SET EXERCISE: Omit all images, then return the remaining material exactly as it stands.

□ □ □ □ □ □ □

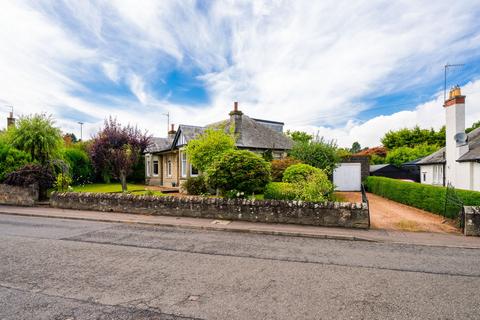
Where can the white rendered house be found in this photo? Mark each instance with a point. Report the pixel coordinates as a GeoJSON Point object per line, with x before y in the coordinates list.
{"type": "Point", "coordinates": [458, 163]}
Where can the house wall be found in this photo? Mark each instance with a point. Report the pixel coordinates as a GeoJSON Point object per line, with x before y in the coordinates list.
{"type": "Point", "coordinates": [332, 214]}
{"type": "Point", "coordinates": [463, 175]}
{"type": "Point", "coordinates": [363, 160]}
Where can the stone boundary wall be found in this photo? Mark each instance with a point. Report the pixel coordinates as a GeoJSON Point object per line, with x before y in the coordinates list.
{"type": "Point", "coordinates": [334, 214]}
{"type": "Point", "coordinates": [472, 221]}
{"type": "Point", "coordinates": [19, 196]}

□ □ □ □ □ □ □

ANSWER IN FULL:
Where can the white rendered house be found in this photo? Mark each instance with a point. Report the pixel coordinates as a GeoJSON Point object per line, with x before y in the coordinates list.
{"type": "Point", "coordinates": [458, 163]}
Where can the house wall be found in this photo? Mark each instance with a point. Report the pixel coordinates as a GeoJSON Point object per line, with x before y in the coordinates list.
{"type": "Point", "coordinates": [332, 214]}
{"type": "Point", "coordinates": [463, 175]}
{"type": "Point", "coordinates": [363, 160]}
Where can the stone boundary wall be found in this photo? Mark each instance with a point. Report the pixel coordinates as a GeoJSON Point object per line, with x before y in the coordinates list.
{"type": "Point", "coordinates": [334, 214]}
{"type": "Point", "coordinates": [472, 221]}
{"type": "Point", "coordinates": [19, 196]}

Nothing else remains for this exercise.